▶ Directions for this task
Find each line below containing the word "white" and copy those lines in full.

▶ Data for processing
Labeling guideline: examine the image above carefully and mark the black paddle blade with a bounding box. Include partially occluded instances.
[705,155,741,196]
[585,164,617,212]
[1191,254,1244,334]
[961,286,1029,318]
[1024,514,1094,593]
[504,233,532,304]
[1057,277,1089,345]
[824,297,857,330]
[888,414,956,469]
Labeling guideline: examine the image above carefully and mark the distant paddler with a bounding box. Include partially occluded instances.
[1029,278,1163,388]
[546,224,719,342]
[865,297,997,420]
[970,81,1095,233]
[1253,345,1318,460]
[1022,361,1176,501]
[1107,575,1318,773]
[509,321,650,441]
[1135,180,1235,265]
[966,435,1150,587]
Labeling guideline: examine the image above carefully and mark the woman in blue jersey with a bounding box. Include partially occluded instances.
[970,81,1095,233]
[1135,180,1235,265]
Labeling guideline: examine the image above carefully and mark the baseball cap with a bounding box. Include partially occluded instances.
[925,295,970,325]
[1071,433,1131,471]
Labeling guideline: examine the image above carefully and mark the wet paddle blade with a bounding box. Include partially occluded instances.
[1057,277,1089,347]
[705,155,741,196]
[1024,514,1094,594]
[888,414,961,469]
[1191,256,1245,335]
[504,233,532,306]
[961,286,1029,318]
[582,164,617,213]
---
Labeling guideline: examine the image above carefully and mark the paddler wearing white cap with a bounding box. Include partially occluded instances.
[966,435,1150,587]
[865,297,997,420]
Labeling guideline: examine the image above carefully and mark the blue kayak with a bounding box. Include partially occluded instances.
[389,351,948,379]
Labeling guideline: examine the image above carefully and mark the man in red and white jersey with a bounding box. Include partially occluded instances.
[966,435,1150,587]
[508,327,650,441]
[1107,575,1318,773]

▶ Expected answer
Labeling guideline: examine the image above carefully and mark the paddler wearing white cap with a bounding box. Include partially occluded instances.
Labeling guideline: examine the image above carefully and mark the man in red and white jersey with a bounding box. Include partially occluded instances.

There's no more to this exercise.